## [Task brief]
Copy each of the following items line for line, without changing a single character.

[Extracted data entries]
● ● ● ● ● ● ●
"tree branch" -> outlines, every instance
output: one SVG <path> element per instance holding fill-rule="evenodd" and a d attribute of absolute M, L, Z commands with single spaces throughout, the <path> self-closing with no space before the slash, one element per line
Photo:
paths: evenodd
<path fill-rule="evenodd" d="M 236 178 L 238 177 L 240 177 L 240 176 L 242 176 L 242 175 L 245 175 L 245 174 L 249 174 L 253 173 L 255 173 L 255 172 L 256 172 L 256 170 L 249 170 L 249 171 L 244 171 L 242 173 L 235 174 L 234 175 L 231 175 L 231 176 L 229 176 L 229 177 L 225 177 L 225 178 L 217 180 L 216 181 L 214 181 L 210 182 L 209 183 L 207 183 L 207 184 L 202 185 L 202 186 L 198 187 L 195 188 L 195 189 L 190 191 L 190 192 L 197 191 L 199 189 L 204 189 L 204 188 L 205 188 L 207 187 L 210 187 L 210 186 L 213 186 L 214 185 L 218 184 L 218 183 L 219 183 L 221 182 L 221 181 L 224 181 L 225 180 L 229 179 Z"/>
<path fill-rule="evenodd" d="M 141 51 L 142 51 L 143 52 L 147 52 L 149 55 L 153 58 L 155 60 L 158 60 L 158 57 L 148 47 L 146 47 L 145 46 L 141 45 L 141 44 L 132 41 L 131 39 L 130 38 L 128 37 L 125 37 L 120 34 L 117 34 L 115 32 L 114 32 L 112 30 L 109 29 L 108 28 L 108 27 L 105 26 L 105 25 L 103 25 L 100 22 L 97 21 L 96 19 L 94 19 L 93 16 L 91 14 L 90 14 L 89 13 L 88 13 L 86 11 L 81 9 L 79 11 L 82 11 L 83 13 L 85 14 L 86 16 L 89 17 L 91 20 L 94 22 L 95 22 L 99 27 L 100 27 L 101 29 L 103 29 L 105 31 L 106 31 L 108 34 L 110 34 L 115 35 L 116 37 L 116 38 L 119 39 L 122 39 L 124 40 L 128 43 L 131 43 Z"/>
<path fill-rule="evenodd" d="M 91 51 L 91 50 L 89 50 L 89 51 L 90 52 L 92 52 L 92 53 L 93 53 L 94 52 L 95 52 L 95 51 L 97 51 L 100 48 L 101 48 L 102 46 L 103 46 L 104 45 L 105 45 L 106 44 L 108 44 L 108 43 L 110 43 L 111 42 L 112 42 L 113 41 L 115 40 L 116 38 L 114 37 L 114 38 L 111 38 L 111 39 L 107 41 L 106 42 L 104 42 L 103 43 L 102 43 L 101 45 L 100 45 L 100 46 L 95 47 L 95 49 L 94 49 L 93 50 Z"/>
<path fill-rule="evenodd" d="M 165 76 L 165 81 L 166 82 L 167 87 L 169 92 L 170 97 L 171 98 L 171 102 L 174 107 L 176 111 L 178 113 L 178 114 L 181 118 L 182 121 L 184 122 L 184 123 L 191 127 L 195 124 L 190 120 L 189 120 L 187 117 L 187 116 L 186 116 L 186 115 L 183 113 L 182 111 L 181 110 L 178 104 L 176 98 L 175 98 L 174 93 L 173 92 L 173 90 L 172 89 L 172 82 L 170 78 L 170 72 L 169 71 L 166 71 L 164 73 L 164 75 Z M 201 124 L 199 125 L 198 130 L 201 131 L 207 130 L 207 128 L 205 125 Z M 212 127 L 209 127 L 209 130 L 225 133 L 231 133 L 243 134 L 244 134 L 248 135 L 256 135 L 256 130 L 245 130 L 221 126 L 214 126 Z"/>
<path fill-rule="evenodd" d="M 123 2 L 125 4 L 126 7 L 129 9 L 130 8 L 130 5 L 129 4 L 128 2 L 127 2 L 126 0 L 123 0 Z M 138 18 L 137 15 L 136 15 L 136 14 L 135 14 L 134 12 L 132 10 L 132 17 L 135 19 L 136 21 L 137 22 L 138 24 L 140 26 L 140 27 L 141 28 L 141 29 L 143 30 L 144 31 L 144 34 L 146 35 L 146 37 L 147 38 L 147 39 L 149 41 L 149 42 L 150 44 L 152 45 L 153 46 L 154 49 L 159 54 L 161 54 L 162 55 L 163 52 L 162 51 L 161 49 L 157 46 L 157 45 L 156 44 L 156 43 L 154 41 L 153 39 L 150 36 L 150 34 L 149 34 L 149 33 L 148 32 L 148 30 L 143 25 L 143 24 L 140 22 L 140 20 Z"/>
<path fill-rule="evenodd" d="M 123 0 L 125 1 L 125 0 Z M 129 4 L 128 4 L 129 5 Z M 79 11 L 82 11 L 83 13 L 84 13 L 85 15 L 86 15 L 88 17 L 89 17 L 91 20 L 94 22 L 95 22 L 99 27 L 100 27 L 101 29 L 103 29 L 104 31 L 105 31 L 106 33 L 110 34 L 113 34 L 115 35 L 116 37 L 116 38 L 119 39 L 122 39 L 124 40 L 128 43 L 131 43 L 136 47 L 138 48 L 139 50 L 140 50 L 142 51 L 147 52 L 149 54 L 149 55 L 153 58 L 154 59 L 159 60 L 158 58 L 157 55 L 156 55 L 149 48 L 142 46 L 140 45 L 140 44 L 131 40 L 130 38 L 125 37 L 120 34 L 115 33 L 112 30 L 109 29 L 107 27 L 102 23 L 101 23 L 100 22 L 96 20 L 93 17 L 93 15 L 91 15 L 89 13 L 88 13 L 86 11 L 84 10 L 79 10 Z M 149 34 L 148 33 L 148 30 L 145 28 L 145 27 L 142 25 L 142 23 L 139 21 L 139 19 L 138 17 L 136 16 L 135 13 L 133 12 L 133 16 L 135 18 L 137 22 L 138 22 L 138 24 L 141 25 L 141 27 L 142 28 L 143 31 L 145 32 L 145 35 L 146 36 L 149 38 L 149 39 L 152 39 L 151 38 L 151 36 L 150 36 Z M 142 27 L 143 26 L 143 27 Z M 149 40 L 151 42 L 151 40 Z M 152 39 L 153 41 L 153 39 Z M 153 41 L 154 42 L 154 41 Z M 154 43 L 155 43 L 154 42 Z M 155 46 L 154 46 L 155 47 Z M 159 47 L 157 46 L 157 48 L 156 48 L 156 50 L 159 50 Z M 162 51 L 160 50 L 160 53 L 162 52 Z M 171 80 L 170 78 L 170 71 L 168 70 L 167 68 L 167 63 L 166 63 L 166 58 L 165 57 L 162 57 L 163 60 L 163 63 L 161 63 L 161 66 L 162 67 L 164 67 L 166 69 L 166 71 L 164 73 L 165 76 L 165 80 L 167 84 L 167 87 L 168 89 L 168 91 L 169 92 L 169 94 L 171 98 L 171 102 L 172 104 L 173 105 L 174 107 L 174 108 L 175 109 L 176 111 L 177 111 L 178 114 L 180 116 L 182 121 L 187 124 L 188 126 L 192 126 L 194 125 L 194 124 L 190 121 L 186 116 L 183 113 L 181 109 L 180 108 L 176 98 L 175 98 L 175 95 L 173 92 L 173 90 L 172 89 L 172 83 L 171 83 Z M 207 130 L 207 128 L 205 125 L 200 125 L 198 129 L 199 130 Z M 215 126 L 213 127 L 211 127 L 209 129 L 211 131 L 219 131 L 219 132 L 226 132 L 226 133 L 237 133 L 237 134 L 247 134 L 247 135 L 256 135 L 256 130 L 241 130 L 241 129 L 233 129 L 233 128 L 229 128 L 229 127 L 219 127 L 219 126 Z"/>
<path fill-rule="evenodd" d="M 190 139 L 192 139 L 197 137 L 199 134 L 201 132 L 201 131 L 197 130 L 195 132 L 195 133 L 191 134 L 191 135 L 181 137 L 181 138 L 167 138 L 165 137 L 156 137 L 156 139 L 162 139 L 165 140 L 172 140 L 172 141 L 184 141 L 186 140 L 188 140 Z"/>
● ● ● ● ● ● ●
## [Full solution]
"tree branch" -> outlines, every instance
output: one SVG <path> element per instance holding fill-rule="evenodd" and a d attribute of absolute M, L, Z commands with single spaces throughout, the <path> self-closing with no space before the slash, one element per line
Photo:
paths: evenodd
<path fill-rule="evenodd" d="M 236 178 L 238 177 L 240 177 L 240 176 L 242 176 L 242 175 L 245 175 L 245 174 L 249 174 L 253 173 L 255 173 L 255 172 L 256 172 L 256 170 L 249 170 L 249 171 L 244 171 L 242 173 L 235 174 L 234 175 L 231 175 L 231 176 L 229 176 L 229 177 L 225 177 L 225 178 L 217 180 L 216 181 L 214 181 L 210 182 L 209 183 L 207 183 L 207 184 L 202 185 L 202 186 L 198 187 L 195 188 L 195 189 L 190 191 L 190 192 L 197 191 L 199 189 L 204 189 L 204 188 L 205 188 L 207 187 L 210 187 L 210 186 L 213 186 L 214 185 L 218 184 L 218 183 L 219 183 L 221 182 L 221 181 L 224 181 L 225 180 L 229 179 Z"/>
<path fill-rule="evenodd" d="M 141 51 L 142 51 L 143 52 L 147 52 L 149 55 L 153 58 L 155 60 L 158 60 L 158 57 L 148 47 L 146 47 L 145 46 L 141 45 L 141 44 L 132 41 L 131 39 L 130 38 L 128 37 L 125 37 L 120 34 L 117 34 L 115 32 L 114 32 L 112 30 L 109 29 L 108 28 L 108 27 L 105 26 L 105 25 L 103 25 L 100 22 L 97 21 L 96 19 L 94 19 L 93 16 L 91 14 L 90 14 L 89 13 L 88 13 L 86 11 L 81 9 L 79 11 L 82 11 L 83 13 L 85 14 L 86 16 L 89 17 L 91 20 L 94 22 L 95 22 L 99 27 L 100 27 L 101 29 L 103 29 L 105 31 L 106 31 L 108 34 L 110 34 L 115 35 L 116 37 L 116 38 L 119 39 L 122 39 L 124 40 L 128 43 L 131 43 Z"/>
<path fill-rule="evenodd" d="M 91 51 L 91 50 L 89 50 L 89 51 L 90 52 L 92 52 L 92 53 L 93 53 L 94 52 L 95 52 L 95 51 L 97 51 L 100 48 L 101 48 L 102 46 L 103 46 L 104 45 L 105 45 L 106 44 L 108 44 L 108 43 L 110 43 L 111 42 L 112 42 L 113 41 L 115 40 L 116 38 L 114 37 L 114 38 L 111 38 L 111 39 L 107 41 L 106 42 L 104 42 L 103 43 L 102 43 L 101 45 L 100 45 L 100 46 L 95 47 L 95 49 L 94 49 L 93 50 Z"/>
<path fill-rule="evenodd" d="M 165 76 L 165 81 L 166 82 L 167 87 L 169 92 L 170 97 L 171 98 L 171 102 L 174 107 L 176 111 L 178 113 L 178 114 L 181 118 L 182 121 L 184 122 L 184 123 L 191 127 L 195 124 L 190 120 L 189 120 L 187 117 L 187 116 L 186 116 L 186 115 L 183 113 L 182 111 L 181 110 L 178 104 L 176 98 L 175 98 L 174 93 L 173 92 L 173 90 L 172 89 L 172 82 L 170 78 L 170 72 L 169 71 L 166 71 L 164 73 L 164 75 Z M 201 124 L 199 125 L 198 130 L 201 131 L 207 130 L 207 128 L 205 125 Z M 212 127 L 209 127 L 209 130 L 225 133 L 231 133 L 243 134 L 244 134 L 248 135 L 256 135 L 256 130 L 245 130 L 221 126 L 214 126 Z"/>
<path fill-rule="evenodd" d="M 123 2 L 125 4 L 126 7 L 129 9 L 130 8 L 130 5 L 129 4 L 128 2 L 127 2 L 126 0 L 123 0 Z M 138 18 L 137 15 L 136 15 L 136 14 L 135 14 L 134 12 L 132 10 L 132 17 L 135 19 L 136 21 L 137 22 L 138 24 L 140 26 L 140 27 L 141 28 L 141 29 L 143 30 L 144 31 L 144 34 L 146 35 L 146 37 L 147 38 L 147 39 L 149 41 L 149 42 L 150 44 L 152 45 L 153 46 L 154 49 L 159 54 L 161 54 L 162 55 L 163 52 L 162 51 L 161 49 L 157 46 L 157 45 L 156 44 L 156 43 L 154 41 L 153 39 L 150 36 L 150 34 L 149 34 L 149 33 L 148 32 L 148 30 L 143 25 L 143 24 L 140 22 L 140 20 Z"/>
<path fill-rule="evenodd" d="M 123 0 L 125 1 L 125 0 Z M 129 4 L 128 4 L 129 5 Z M 79 11 L 82 11 L 83 13 L 84 13 L 85 15 L 86 15 L 88 17 L 89 17 L 91 20 L 94 22 L 95 22 L 99 27 L 100 27 L 101 29 L 103 29 L 104 31 L 105 31 L 106 33 L 110 34 L 113 34 L 115 35 L 116 37 L 116 38 L 119 39 L 122 39 L 124 40 L 128 43 L 131 43 L 136 47 L 138 48 L 139 50 L 140 50 L 142 51 L 147 52 L 149 54 L 149 55 L 153 58 L 154 59 L 159 60 L 158 58 L 157 55 L 156 55 L 149 48 L 142 46 L 140 45 L 140 44 L 131 40 L 130 38 L 125 37 L 120 34 L 115 33 L 112 30 L 109 29 L 107 27 L 102 23 L 101 23 L 100 22 L 96 20 L 93 17 L 93 15 L 91 15 L 89 13 L 88 13 L 86 11 L 84 10 L 79 10 Z M 149 34 L 148 33 L 148 30 L 145 28 L 145 27 L 142 25 L 142 23 L 139 21 L 139 19 L 138 17 L 136 16 L 135 13 L 133 12 L 133 16 L 135 18 L 137 22 L 138 22 L 138 24 L 141 25 L 141 27 L 142 28 L 143 31 L 145 32 L 145 35 L 146 36 L 149 38 L 149 39 L 152 39 L 151 38 L 151 36 L 150 36 Z M 142 27 L 143 26 L 143 27 Z M 149 40 L 151 42 L 151 40 Z M 152 39 L 153 41 L 153 39 Z M 153 41 L 154 42 L 154 41 Z M 154 43 L 155 43 L 154 42 Z M 155 46 L 154 46 L 155 47 Z M 159 47 L 157 46 L 157 48 L 156 48 L 156 50 L 159 50 Z M 162 51 L 160 50 L 160 53 L 162 52 Z M 171 80 L 170 78 L 170 71 L 168 70 L 167 68 L 167 63 L 166 63 L 166 58 L 165 57 L 162 57 L 163 60 L 163 63 L 161 63 L 161 66 L 162 67 L 164 67 L 166 69 L 166 71 L 164 73 L 165 76 L 165 80 L 167 84 L 167 87 L 168 89 L 168 91 L 169 92 L 169 94 L 171 98 L 171 102 L 172 104 L 173 105 L 174 107 L 174 108 L 175 109 L 176 111 L 177 111 L 178 114 L 180 116 L 182 121 L 187 124 L 188 126 L 192 126 L 194 125 L 194 124 L 190 121 L 186 116 L 183 113 L 181 109 L 180 108 L 176 98 L 175 98 L 175 95 L 173 92 L 173 90 L 172 89 L 172 83 L 171 83 Z M 207 130 L 207 128 L 205 125 L 200 125 L 198 129 L 199 130 Z M 215 126 L 213 127 L 211 127 L 209 129 L 211 131 L 219 131 L 219 132 L 226 132 L 226 133 L 237 133 L 237 134 L 247 134 L 247 135 L 256 135 L 256 130 L 241 130 L 241 129 L 233 129 L 233 128 L 229 128 L 229 127 L 219 127 L 219 126 Z"/>
<path fill-rule="evenodd" d="M 190 139 L 192 139 L 197 137 L 199 134 L 201 132 L 201 131 L 197 130 L 195 132 L 195 133 L 191 134 L 191 135 L 181 137 L 181 138 L 167 138 L 165 137 L 156 137 L 156 139 L 162 139 L 165 140 L 172 140 L 172 141 L 184 141 L 186 140 L 188 140 Z"/>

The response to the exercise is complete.